--- START OF Extracted material ---
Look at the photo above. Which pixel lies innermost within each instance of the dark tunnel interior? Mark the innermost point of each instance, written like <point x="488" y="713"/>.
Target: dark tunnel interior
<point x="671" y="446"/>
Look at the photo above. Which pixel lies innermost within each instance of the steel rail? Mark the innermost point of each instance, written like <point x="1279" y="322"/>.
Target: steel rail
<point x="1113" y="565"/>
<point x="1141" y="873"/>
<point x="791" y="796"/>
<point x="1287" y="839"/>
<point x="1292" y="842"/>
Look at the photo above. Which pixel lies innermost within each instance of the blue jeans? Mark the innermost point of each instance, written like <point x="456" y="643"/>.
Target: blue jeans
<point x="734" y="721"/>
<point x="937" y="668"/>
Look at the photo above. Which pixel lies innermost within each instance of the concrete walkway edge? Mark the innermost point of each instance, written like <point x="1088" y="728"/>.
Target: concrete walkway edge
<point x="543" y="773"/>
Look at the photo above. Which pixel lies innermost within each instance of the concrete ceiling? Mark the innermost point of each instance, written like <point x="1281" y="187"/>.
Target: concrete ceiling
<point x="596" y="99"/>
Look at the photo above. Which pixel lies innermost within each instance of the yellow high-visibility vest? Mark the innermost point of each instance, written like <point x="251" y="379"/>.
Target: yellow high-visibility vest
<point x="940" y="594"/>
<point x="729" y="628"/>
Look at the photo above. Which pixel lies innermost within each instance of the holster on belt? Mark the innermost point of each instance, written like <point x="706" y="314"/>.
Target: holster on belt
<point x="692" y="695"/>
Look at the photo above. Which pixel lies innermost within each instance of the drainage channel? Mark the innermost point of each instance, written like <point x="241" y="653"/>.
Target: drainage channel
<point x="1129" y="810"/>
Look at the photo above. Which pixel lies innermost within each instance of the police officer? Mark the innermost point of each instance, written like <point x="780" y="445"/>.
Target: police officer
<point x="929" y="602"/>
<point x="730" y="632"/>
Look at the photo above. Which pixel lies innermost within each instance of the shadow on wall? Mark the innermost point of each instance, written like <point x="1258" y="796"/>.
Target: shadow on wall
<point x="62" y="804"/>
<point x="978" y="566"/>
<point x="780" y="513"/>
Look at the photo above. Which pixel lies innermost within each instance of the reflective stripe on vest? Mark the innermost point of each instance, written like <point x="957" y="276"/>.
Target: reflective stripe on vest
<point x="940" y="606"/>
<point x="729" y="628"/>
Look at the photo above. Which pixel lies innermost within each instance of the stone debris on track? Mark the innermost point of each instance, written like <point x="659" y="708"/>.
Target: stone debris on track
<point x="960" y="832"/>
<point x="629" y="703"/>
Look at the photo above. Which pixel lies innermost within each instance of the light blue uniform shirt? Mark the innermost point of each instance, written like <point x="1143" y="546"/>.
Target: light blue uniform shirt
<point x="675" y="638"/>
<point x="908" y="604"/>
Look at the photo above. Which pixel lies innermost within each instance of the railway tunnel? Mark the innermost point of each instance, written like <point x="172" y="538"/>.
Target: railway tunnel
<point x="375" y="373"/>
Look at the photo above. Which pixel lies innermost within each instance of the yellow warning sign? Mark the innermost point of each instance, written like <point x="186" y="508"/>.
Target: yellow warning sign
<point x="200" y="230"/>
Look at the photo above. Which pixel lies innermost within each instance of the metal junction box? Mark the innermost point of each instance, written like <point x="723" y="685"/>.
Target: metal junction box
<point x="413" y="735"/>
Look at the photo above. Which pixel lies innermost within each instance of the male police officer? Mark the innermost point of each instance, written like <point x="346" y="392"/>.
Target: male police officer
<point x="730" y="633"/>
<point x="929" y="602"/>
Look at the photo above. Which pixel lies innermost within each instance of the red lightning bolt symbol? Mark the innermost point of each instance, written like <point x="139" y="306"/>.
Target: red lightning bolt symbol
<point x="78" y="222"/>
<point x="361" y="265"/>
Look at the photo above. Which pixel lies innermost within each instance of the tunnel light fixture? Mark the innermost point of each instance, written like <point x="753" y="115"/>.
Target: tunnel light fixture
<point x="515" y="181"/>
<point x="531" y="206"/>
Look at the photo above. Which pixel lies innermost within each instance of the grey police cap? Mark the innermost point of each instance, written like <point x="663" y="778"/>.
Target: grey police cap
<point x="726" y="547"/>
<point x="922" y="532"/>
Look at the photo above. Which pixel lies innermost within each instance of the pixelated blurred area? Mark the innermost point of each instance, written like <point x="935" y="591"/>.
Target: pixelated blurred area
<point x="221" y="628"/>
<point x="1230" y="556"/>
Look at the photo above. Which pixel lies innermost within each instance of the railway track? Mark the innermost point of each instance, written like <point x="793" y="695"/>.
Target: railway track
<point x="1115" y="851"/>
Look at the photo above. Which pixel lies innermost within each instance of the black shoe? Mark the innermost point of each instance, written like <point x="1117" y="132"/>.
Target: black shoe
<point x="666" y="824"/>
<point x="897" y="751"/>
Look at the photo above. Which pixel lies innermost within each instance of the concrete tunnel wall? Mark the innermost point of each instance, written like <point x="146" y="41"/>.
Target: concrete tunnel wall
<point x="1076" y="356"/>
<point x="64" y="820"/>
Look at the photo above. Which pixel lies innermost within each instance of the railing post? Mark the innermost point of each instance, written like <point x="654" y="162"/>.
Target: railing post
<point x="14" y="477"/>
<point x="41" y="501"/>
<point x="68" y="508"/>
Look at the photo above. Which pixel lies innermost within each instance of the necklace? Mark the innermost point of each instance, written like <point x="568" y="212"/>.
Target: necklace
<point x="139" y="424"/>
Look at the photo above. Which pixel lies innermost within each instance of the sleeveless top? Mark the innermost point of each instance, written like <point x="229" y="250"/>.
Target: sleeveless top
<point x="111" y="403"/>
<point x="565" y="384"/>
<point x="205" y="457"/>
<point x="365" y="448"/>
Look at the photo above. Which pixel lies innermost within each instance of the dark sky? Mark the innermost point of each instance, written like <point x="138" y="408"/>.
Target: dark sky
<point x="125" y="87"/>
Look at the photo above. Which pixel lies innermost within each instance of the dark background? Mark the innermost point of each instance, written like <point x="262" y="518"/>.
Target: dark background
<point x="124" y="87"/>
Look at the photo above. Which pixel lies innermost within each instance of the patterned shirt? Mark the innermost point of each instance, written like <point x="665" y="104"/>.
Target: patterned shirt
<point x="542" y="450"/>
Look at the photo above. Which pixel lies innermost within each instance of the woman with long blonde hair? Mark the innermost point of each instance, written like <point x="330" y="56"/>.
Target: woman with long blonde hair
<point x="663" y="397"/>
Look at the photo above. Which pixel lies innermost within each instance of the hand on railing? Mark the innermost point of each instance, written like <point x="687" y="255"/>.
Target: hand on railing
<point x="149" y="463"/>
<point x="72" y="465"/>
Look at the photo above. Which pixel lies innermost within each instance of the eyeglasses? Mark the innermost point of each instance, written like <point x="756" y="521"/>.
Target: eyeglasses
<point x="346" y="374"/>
--- END OF Extracted material ---
(Set task) Rewrite the part of the material that opens with the line containing "of the hand" and closes at the end of the material, replacing "railing" with "handrail" and leaving everything else unchanged.

(Solution to the problem)
Look at the photo above. Which pixel lies innermost within each instance of the hand on handrail? Mark the innermost point of each instance, written like <point x="687" y="255"/>.
Target: hand on handrail
<point x="149" y="463"/>
<point x="72" y="465"/>
Look at the photo above. Which pixel lies innermost within each instance of the eyeglasses? Mark the innermost point of each instance, written like <point x="756" y="521"/>.
Target: eyeglasses
<point x="346" y="374"/>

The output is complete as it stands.